Stated task. Turn the records below into a Markdown table with two columns, "Row" and "Line". Give each non-blank line its own row, numbered in order.

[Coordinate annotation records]
★ ★ ★ ★

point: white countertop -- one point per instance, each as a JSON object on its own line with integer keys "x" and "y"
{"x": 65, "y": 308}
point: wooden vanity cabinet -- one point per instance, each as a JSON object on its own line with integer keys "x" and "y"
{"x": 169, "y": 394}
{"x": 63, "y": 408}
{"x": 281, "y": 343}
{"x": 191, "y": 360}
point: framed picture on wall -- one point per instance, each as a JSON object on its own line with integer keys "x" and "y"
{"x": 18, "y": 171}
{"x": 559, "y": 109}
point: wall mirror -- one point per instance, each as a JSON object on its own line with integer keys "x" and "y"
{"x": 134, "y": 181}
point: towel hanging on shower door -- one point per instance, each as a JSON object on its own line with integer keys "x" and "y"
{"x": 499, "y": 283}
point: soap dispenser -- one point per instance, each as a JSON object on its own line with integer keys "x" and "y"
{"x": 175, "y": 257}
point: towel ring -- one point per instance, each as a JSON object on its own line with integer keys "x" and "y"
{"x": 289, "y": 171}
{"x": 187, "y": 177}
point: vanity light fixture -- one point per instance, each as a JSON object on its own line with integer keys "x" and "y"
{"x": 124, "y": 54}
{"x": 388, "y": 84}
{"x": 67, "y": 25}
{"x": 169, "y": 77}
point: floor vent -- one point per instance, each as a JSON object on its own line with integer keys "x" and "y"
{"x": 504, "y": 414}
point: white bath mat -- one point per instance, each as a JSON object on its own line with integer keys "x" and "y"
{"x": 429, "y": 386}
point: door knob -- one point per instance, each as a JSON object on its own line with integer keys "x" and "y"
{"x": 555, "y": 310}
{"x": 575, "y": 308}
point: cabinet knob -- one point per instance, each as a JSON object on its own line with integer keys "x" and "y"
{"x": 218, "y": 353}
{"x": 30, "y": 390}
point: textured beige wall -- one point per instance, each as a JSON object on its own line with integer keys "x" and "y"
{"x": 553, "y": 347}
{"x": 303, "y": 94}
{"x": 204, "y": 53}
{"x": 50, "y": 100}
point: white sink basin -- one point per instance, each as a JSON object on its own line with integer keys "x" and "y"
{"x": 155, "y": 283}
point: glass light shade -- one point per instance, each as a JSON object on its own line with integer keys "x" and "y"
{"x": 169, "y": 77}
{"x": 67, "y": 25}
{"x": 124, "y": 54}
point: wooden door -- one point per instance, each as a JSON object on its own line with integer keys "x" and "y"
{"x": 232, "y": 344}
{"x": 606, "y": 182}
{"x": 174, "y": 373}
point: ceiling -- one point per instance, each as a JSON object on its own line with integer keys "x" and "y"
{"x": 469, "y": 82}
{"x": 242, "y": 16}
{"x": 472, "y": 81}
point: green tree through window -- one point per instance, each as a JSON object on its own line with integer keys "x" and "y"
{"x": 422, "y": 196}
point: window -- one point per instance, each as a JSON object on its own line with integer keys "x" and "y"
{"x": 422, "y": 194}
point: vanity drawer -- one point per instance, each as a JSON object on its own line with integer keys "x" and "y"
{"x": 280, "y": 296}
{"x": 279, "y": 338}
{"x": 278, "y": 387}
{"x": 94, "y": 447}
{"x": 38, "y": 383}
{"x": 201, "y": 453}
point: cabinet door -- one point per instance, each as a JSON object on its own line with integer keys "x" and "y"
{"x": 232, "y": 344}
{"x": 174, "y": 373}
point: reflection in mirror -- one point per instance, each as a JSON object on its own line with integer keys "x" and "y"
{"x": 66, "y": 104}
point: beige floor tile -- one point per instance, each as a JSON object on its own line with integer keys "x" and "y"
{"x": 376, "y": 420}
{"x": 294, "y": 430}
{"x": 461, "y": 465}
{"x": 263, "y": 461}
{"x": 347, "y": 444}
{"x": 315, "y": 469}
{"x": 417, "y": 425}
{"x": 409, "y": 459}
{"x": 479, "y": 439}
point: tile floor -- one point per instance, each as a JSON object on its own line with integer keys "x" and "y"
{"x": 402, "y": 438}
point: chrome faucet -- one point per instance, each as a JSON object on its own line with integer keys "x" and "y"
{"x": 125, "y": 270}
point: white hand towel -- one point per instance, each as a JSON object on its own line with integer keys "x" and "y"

★ ★ ★ ★

Task response.
| Row | Line |
|---|---|
| 1 | point: white countertop -- one point per instance, each as a JSON object on its own line with integer keys "x" and "y" |
| 2 | {"x": 65, "y": 308} |
| 3 | point: wooden vanity cabinet -- one point per instance, each as a JSON object on its own line with integer keys "x" and "y" |
| 4 | {"x": 169, "y": 394} |
| 5 | {"x": 63, "y": 408} |
| 6 | {"x": 281, "y": 343} |
| 7 | {"x": 191, "y": 360} |
| 8 | point: framed picture on wall -- one point per instance, each as a JSON object on its own line with integer keys "x" and "y" |
| 9 | {"x": 18, "y": 171} |
| 10 | {"x": 559, "y": 109} |
| 11 | point: wall mirror -- one point per instance, each as a JSON object on its own line with integer keys "x" and "y" |
| 12 | {"x": 134, "y": 181} |
| 13 | point: towel hanging on shower door -- one point per instance, each as a JSON object on its own line with integer keys "x" and "y" |
| 14 | {"x": 499, "y": 283} |
| 15 | point: soap dispenser -- one point per instance, each as a JSON object on its own line with integer keys "x" and "y" |
| 16 | {"x": 175, "y": 257} |
| 17 | point: towel ring -- one point per instance, each as a JSON object on its own line with integer keys "x" and "y" |
| 18 | {"x": 289, "y": 171} |
| 19 | {"x": 187, "y": 177} |
| 20 | point: vanity light fixture -- one point per instance, each as a JSON object on its own line with integer keys "x" and "y" |
| 21 | {"x": 124, "y": 54} |
| 22 | {"x": 388, "y": 84} |
| 23 | {"x": 67, "y": 25} |
| 24 | {"x": 169, "y": 77} |
| 25 | point: floor vent -- one point per instance, each as a JSON object on its own line with integer keys "x" and "y" |
| 26 | {"x": 504, "y": 414} |
| 27 | point: white bath mat -- one point per instance, each as a JSON object on its own line with integer keys "x" and "y" |
| 28 | {"x": 429, "y": 386} |
| 29 | point: door knob -- one point per instance, each as a JSON object on its own line with integer keys "x" and "y" |
| 30 | {"x": 555, "y": 310} |
| 31 | {"x": 575, "y": 308} |
| 32 | point: cabinet knob -- one point per instance, each as a JSON object on its own line with integer keys "x" and "y" |
| 33 | {"x": 218, "y": 353} |
| 34 | {"x": 30, "y": 390} |
| 35 | point: textured beige wall -- one point per instance, each as a JSON object on its own line with integer keys "x" and "y" |
| 36 | {"x": 553, "y": 347} |
| 37 | {"x": 303, "y": 94} |
| 38 | {"x": 204, "y": 53} |
| 39 | {"x": 50, "y": 100} |
| 40 | point: white sink basin -- one point per instance, each as a JSON object on its own line with integer keys "x" and "y" |
| 41 | {"x": 155, "y": 283} |
| 42 | point: glass light shade -- one point per instance, each as a JSON object on its own line with integer keys "x" and "y" |
| 43 | {"x": 169, "y": 77} |
| 44 | {"x": 67, "y": 25} |
| 45 | {"x": 124, "y": 54} |
| 46 | point: wooden door -- one point per instance, each as a JSON object on its own line with integer keys "x" and "y" |
| 47 | {"x": 232, "y": 344} |
| 48 | {"x": 606, "y": 182} |
| 49 | {"x": 174, "y": 373} |
| 50 | point: ceiling -- one point per instance, each as a JSON object on its own line with integer keys "x" and "y" |
| 51 | {"x": 469, "y": 82} |
| 52 | {"x": 242, "y": 16} |
| 53 | {"x": 472, "y": 81} |
| 54 | point: green tree through window -- one point per instance, each as a JSON object on its own line with integer keys "x" and "y" |
| 55 | {"x": 422, "y": 196} |
| 56 | point: window -- one point per instance, each as a JSON object on its own line with integer keys "x" and "y" |
| 57 | {"x": 422, "y": 194} |
| 58 | point: vanity drawer -- one point per instance, each as a JSON object on its own line with integer keys "x" and "y" |
| 59 | {"x": 280, "y": 296} |
| 60 | {"x": 279, "y": 338} |
| 61 | {"x": 278, "y": 387} |
| 62 | {"x": 94, "y": 447} |
| 63 | {"x": 38, "y": 383} |
| 64 | {"x": 201, "y": 453} |
| 65 | point: cabinet door -- one point per instance, each as a JSON object on its own line with integer keys "x" and "y" |
| 66 | {"x": 232, "y": 344} |
| 67 | {"x": 174, "y": 373} |
| 68 | point: reflection in mirror -- one point per instance, each as a JSON object on its own line with integer keys "x" and "y" |
| 69 | {"x": 66, "y": 104} |
| 70 | point: beige floor tile -- one point per instance, each as a JSON object on its own line with integer keys "x" and "y" |
| 71 | {"x": 376, "y": 420} |
| 72 | {"x": 294, "y": 430} |
| 73 | {"x": 461, "y": 465} |
| 74 | {"x": 263, "y": 461} |
| 75 | {"x": 347, "y": 444} |
| 76 | {"x": 315, "y": 469} |
| 77 | {"x": 417, "y": 425} |
| 78 | {"x": 409, "y": 459} |
| 79 | {"x": 479, "y": 439} |
| 80 | point: tile floor -- one point per instance, each as a JSON object on its own line with integer keys "x" and "y" |
| 81 | {"x": 402, "y": 438} |
| 82 | point: chrome faucet -- one point per instance, each as a JSON object on its own line with integer keys "x" and "y" |
| 83 | {"x": 125, "y": 270} |
| 84 | point: white hand towel -- one point per instance, each as a JSON object on its own line with integer keys "x" and "y" |